Joe Biden prometeu ser um presidente para todos os americanos, mesmo os que não o apoiam. Em eleições anteriores, uma promessa desse tipo poderia ter soado banal ou melosa. Hoje, a ideia de que o presidente deve velar pelos interesses da nação inteira parece quase revolucionária.

Biden também prometeu “restaurar o coração da América”. É um lembrete doloroso de que o país hoje está mais fraco, com mais raiva, menos esperançoso e mais dividido do que estava quatro anos atrás.

Com essa promessa, Biden está assegurando à população que reconhece a magnitude do que o próximo presidente precisará fazer. Felizmente, Biden está à altura desse desafio.

Em meio ao caos implacável, Biden oferece a uma nação ansiosa e exausta algo que ultrapassa a política e a ideologia. Sua campanha tem suas raízes na constância, experiência, compaíxão e dignidade.

Um presidente Biden abraçará o Estado de direito e restaurará a confiança pública nas instituições democráticas. O governo voltará a respeitar a ciência e os conhecimentos especializados.

Biden povoará sua administração com indivíduos competentes, qualificados, regidos por princípios. Ele se colocará ao lado dos aliados da América e contra os adversários que procuram solapar nossa democracia.

Ele trabalhará para combater injustiças sistêmicas. Não cortejará autocratas de outros países nem dará apoio a supremacistas brancos. Seu foco será voltado a sanar as divisões e a mobilizar a nação em torno de valores compartilhados. Ele compreenderá que seu primeiro dever é sempre com o povo americano.

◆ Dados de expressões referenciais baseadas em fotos

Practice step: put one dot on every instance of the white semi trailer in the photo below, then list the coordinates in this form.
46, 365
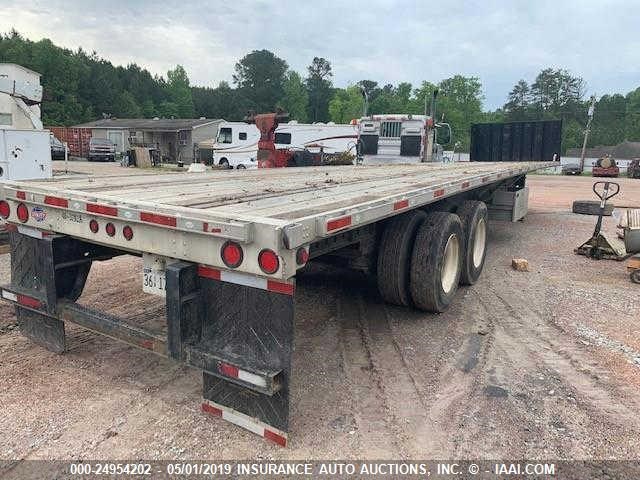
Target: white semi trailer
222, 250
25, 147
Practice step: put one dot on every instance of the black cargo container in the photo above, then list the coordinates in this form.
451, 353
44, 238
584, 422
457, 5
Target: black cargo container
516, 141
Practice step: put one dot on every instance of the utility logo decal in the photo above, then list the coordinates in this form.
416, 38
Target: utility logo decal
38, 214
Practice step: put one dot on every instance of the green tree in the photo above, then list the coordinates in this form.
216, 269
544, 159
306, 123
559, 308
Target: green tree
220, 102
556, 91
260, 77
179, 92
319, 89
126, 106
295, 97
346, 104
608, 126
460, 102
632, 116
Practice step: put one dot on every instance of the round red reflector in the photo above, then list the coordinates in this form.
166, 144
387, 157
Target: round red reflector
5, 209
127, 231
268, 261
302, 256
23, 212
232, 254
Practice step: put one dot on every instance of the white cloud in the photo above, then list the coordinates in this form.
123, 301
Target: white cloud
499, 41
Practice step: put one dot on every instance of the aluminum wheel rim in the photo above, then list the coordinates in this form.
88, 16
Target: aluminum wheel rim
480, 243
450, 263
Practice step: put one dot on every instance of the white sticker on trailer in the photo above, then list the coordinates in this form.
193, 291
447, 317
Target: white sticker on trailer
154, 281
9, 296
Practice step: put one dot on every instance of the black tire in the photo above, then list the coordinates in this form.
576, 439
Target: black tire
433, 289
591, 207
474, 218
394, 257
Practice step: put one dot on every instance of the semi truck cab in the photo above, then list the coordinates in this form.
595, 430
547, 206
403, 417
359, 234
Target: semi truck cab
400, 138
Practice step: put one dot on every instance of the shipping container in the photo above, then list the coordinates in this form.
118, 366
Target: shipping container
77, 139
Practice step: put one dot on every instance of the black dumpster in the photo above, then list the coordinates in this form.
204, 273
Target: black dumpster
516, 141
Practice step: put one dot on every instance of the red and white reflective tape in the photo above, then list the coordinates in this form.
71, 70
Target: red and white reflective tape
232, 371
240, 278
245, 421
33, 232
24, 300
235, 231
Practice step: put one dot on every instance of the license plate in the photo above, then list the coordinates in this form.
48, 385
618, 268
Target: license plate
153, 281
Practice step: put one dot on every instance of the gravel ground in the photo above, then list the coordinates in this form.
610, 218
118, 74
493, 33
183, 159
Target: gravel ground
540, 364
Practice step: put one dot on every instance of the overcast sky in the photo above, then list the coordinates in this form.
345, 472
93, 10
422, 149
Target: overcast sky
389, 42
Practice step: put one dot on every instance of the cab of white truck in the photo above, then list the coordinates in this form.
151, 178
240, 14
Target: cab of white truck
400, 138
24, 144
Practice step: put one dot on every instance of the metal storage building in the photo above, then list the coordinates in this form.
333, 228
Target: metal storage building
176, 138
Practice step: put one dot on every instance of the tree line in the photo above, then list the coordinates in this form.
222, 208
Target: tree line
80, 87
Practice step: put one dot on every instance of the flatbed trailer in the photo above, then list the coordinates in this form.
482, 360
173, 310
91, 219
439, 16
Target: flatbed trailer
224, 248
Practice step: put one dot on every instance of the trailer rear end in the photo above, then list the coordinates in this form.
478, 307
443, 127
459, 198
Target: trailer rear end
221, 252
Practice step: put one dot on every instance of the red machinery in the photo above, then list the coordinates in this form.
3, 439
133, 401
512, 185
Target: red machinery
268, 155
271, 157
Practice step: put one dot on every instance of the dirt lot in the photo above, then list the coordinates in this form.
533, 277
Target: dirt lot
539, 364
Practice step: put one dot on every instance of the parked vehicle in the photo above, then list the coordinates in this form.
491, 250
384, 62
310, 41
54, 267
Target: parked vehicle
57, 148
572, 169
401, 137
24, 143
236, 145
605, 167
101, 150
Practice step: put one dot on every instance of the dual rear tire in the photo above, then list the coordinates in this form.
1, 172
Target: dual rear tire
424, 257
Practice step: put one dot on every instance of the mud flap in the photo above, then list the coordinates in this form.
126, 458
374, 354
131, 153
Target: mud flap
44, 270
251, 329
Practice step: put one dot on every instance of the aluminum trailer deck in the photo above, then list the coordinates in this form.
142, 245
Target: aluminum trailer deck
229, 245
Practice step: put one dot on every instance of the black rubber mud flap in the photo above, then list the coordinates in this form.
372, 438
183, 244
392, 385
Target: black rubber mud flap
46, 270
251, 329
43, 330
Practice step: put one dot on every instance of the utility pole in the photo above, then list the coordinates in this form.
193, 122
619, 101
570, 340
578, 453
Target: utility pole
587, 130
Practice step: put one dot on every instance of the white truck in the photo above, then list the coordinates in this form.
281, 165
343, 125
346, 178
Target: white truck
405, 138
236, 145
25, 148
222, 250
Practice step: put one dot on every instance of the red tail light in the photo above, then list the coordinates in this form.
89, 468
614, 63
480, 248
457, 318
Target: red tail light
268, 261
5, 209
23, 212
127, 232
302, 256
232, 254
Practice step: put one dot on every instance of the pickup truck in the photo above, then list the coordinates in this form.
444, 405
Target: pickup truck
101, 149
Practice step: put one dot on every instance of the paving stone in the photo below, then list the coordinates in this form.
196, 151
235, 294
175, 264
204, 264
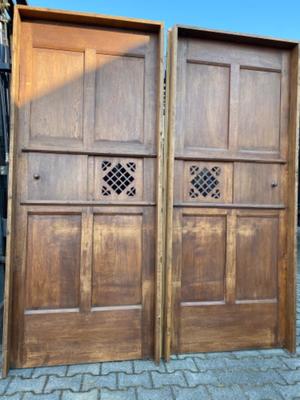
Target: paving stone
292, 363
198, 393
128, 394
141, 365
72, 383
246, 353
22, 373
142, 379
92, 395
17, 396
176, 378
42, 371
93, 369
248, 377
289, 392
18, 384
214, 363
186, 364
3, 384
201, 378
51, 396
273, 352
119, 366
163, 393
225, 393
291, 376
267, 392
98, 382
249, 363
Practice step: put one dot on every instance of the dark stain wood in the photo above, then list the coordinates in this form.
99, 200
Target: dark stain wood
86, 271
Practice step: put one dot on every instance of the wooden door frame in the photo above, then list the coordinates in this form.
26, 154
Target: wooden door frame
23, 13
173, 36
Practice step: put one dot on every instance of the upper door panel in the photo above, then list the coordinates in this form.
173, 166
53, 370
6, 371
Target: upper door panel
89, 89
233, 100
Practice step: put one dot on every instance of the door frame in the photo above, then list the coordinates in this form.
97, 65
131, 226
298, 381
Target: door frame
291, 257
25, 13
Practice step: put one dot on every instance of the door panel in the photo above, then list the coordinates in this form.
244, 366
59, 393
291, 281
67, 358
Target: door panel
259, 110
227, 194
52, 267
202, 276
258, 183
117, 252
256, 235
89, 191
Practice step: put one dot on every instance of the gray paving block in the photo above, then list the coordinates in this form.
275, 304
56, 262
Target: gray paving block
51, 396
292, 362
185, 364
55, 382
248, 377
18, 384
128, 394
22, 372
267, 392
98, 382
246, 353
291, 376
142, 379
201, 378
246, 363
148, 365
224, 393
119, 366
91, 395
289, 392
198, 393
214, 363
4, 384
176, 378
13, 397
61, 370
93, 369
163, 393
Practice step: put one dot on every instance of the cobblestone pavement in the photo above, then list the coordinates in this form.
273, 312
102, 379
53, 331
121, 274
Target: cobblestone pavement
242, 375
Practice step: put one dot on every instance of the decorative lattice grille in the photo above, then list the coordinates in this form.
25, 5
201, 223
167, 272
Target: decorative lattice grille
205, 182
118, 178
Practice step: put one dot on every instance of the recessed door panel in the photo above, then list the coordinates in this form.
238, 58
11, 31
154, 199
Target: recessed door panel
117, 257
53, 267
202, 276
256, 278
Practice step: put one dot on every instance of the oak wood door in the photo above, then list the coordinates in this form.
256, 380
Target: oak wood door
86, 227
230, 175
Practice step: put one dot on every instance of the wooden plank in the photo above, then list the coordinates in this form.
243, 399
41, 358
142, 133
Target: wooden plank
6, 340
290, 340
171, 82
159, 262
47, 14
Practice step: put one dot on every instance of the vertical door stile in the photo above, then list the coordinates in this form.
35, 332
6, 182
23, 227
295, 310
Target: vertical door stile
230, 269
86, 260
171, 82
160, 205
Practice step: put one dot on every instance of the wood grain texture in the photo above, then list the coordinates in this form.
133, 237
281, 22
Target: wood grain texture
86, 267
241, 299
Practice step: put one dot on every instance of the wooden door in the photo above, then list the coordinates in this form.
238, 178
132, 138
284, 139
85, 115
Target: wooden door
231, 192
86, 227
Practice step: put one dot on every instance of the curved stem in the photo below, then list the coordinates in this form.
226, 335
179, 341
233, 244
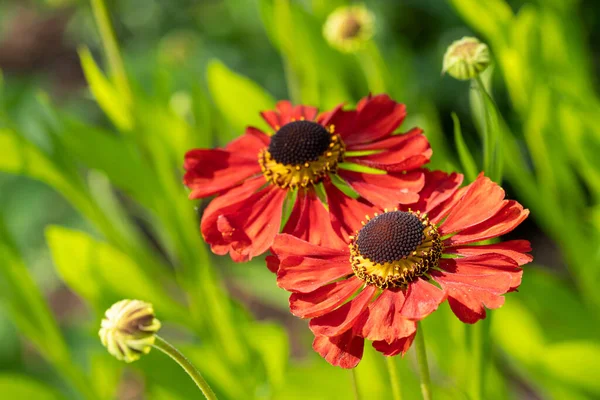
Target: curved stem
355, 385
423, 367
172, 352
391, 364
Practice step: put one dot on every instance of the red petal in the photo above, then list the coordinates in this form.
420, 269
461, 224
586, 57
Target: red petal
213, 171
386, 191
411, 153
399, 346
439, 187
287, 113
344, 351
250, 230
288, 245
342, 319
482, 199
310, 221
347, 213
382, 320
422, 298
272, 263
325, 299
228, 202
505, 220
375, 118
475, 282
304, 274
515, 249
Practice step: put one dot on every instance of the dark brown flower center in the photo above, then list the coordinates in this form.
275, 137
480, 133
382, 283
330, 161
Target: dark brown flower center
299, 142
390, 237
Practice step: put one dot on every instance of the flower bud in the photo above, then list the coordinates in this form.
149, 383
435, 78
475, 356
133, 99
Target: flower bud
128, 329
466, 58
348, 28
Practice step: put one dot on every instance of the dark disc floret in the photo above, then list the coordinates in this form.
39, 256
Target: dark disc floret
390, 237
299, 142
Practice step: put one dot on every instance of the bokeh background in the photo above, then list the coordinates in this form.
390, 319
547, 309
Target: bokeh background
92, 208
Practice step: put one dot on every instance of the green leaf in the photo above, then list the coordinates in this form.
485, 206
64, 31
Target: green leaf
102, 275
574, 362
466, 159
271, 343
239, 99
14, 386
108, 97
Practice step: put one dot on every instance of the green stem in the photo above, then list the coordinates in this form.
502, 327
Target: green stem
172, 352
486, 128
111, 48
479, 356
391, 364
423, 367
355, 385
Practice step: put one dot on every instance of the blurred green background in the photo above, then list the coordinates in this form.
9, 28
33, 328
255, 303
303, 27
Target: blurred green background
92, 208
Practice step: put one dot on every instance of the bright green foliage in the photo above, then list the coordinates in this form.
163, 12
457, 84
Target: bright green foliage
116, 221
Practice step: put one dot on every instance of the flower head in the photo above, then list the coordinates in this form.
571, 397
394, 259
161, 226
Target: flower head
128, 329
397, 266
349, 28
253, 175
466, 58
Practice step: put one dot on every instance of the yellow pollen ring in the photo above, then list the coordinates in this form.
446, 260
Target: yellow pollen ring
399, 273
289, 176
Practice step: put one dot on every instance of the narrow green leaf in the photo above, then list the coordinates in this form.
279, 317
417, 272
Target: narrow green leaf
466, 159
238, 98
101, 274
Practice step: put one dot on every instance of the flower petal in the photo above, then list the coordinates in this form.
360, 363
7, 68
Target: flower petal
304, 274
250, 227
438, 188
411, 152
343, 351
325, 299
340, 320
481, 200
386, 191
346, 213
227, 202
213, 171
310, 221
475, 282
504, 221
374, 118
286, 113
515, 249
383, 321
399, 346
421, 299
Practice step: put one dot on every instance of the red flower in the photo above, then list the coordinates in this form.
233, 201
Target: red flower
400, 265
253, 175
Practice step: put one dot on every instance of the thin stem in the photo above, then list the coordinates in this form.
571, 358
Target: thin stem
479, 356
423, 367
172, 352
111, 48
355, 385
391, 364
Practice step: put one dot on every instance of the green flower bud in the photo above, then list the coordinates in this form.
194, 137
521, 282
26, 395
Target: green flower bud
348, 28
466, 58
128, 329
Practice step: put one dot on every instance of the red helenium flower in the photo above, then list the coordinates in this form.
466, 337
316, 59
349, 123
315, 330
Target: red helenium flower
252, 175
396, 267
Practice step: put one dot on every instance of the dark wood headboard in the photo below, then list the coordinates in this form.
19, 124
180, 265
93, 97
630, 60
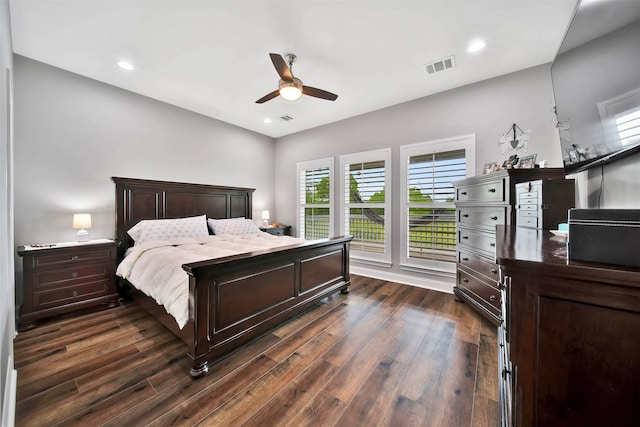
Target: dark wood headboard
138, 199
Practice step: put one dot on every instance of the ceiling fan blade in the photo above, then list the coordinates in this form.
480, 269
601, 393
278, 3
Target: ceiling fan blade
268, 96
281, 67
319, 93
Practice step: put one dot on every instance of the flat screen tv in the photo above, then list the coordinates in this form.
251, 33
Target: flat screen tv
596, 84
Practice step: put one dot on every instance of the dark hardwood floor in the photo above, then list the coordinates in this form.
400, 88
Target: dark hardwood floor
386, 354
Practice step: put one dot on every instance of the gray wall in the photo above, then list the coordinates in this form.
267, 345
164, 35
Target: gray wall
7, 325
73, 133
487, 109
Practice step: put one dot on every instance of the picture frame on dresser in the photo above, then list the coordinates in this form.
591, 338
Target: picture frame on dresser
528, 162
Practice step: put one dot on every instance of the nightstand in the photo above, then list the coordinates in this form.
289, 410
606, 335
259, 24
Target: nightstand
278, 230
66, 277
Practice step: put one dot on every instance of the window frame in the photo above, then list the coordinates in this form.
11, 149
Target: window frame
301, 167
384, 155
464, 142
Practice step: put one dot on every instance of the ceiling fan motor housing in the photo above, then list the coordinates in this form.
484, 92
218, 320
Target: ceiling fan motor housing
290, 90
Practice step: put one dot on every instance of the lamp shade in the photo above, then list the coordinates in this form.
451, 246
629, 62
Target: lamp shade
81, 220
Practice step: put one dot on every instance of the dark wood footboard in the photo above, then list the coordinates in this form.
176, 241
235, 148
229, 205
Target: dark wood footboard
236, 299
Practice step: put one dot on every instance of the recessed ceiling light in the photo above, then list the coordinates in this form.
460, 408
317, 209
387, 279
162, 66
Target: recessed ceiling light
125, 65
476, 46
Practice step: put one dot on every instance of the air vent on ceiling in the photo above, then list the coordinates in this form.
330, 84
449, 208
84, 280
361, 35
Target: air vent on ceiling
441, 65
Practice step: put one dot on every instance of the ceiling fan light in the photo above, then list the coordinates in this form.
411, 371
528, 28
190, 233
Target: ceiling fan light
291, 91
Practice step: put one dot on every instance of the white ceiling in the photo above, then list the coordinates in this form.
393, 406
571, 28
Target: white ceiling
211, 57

◆ Suas tarefas
(a) Traduza para o inglês a frase "Joe Biden prometeu ser um presidente para todos os americanos, mesmo os que não o apoiam." do texto sobre a campanha de Biden.
(b) Dê continuidade ao texto sobre a campanha de Biden a partir da última frase apresentada.

◆ Respostas fornecidas
(a) Joe Biden promised to be a president for all Americans, even those who do not support him.

(b)
Mas Biden é mais do que apenas uma mão firme no leme. Sua mensagem de unidade e pragmatismo encontrou eco junto aos eleitores democratas, que se mobilizaram em grande número para elevá-lo acima do campo extenso das primárias.

Sua equipe formulou uma agenda ousada que visa enfrentar alguns dos problemas mais urgentes do país.

O ex-vice-presidente está empenhado em trabalhar por assistência médica universal, por meio de medidas que acrescentem uma opção pública à Lei de Proteção e Assistência ao Paciente (Obamacare) –para cuja aprovação ele próprio exerceu papel importante—, reduzam a idade mínima de acesso ao Medicare para 60 anos e cortem o custo dos medicamentos vendidos com receita médica.

Biden reconhece o perigo letal da mudança climática e propôs um plano arrojado de US$ 2 trilhões para reduzir as emissões de carbono, investir numa economia verde e combater o racismo ambiental.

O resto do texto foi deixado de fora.